- [Problem statement] Character for character, transcribe the entries below, minus the images.

#### Information

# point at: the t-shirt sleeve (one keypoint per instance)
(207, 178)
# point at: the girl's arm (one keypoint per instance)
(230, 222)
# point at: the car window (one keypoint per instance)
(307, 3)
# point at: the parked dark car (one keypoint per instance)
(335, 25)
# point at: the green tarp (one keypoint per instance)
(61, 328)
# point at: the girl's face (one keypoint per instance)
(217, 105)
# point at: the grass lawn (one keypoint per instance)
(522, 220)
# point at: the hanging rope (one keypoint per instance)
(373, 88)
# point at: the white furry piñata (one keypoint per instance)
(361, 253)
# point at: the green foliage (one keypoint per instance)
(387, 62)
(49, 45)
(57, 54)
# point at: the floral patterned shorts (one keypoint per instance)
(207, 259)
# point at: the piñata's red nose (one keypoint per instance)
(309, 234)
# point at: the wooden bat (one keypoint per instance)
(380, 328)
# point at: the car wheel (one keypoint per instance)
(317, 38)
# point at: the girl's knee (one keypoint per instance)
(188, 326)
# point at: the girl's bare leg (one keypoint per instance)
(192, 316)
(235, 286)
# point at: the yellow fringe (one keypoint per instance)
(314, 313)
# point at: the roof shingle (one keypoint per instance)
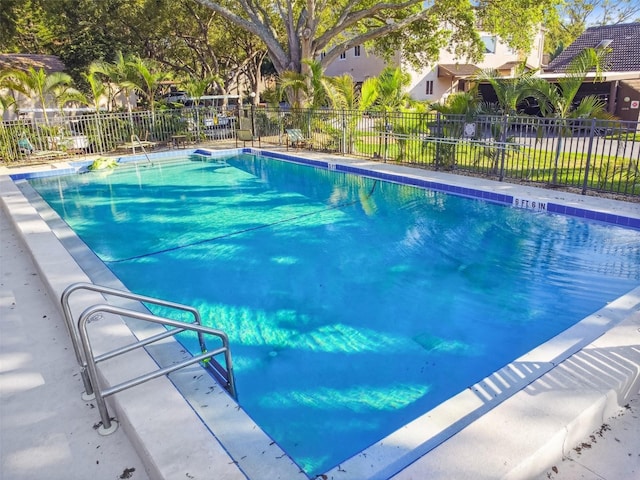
(624, 45)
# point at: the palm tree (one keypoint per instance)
(146, 80)
(557, 100)
(342, 94)
(40, 86)
(391, 85)
(511, 92)
(458, 109)
(196, 88)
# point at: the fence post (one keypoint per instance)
(589, 150)
(344, 132)
(503, 140)
(438, 135)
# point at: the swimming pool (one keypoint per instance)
(354, 209)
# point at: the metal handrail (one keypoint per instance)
(79, 351)
(94, 313)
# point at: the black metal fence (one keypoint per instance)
(585, 154)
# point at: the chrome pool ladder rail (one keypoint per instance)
(87, 362)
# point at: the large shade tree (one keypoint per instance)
(294, 30)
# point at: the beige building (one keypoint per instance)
(448, 75)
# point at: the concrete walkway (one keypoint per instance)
(46, 429)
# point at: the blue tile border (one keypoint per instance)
(488, 196)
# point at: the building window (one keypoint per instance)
(429, 87)
(489, 43)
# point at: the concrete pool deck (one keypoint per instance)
(524, 437)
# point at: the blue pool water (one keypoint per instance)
(353, 305)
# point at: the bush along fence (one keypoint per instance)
(585, 154)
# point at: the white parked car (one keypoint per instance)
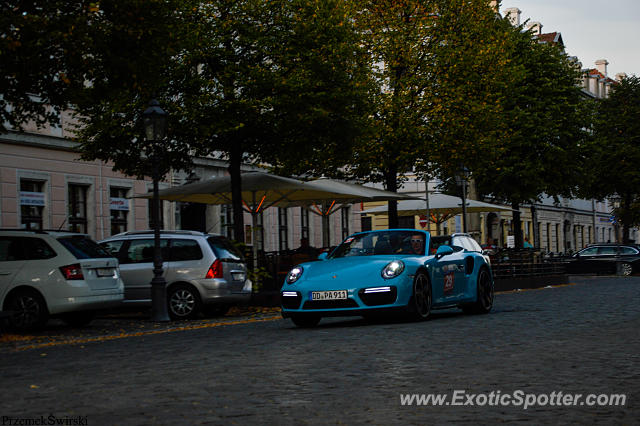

########

- [Solution to the problem]
# point at: the t-shirt sleeve (one keypoint per instance)
(207, 178)
# point at: the girl's arm (one keypoint per instance)
(230, 222)
# point at: the car window (one keypoint per instance)
(307, 3)
# point at: the parked dark car (one keypoint per instance)
(335, 25)
# point at: the green tarp (one keypoint per instance)
(61, 328)
# point at: the girl's face (one keypoint per instance)
(217, 105)
# point at: the grass lawn (one keypoint per instance)
(522, 220)
# point at: the hanging rope (one keypoint per instance)
(373, 88)
# point at: the white furry piñata (one keypoint per instance)
(361, 253)
# point at: the green foliage (one keypoint per instance)
(387, 62)
(49, 45)
(57, 54)
# point at: the floral patterned shorts (one keypoint per instance)
(207, 259)
# point at: the piñata's red nose (one keypoint per instance)
(309, 234)
# point at: the wooden bat (one keypoint per instance)
(380, 328)
# point at: the car wheel (one keypoint per instance)
(317, 38)
# point at: the girl's knee (one keypoint per instance)
(188, 326)
# point at: the girl's bare leg (one keypoint per instance)
(192, 316)
(235, 286)
# point at: the yellow fringe (one keypoint per instance)
(314, 313)
# point at: the roof shingle (one keypoint per instance)
(624, 45)
# point at: the palm tree (one keypoint per instance)
(146, 80)
(557, 100)
(342, 94)
(40, 86)
(391, 85)
(511, 92)
(458, 109)
(196, 88)
# point at: the fence post (one keypoint per instance)
(589, 150)
(344, 132)
(503, 140)
(438, 135)
# point at: the swimming pool (one keypoint per instance)
(354, 209)
# point at: the metal handrail (one keypoint per instance)
(79, 351)
(94, 313)
# point at: the black metal fence (one keypoint per instance)
(585, 154)
# point at: the chrome pool ladder rail (one keypoint per instance)
(87, 362)
# point at: the large shade tree (one keypoint per instance)
(294, 30)
# point at: the beige building (one keypoint per instance)
(448, 75)
# point at: the concrete walkway (one keypoint per instance)
(46, 429)
# point at: the blue tile border (one keypoint per instance)
(488, 196)
# point at: the building window (one keypoint per instance)
(429, 87)
(489, 43)
# point at: the concrete pool deck (one keypoint per instance)
(524, 437)
# point at: the blue pool water (one keypoint per instance)
(353, 305)
# point at: the bush along fence (one keypoint per instance)
(585, 154)
# point at: the white parked car (one keypoint per instance)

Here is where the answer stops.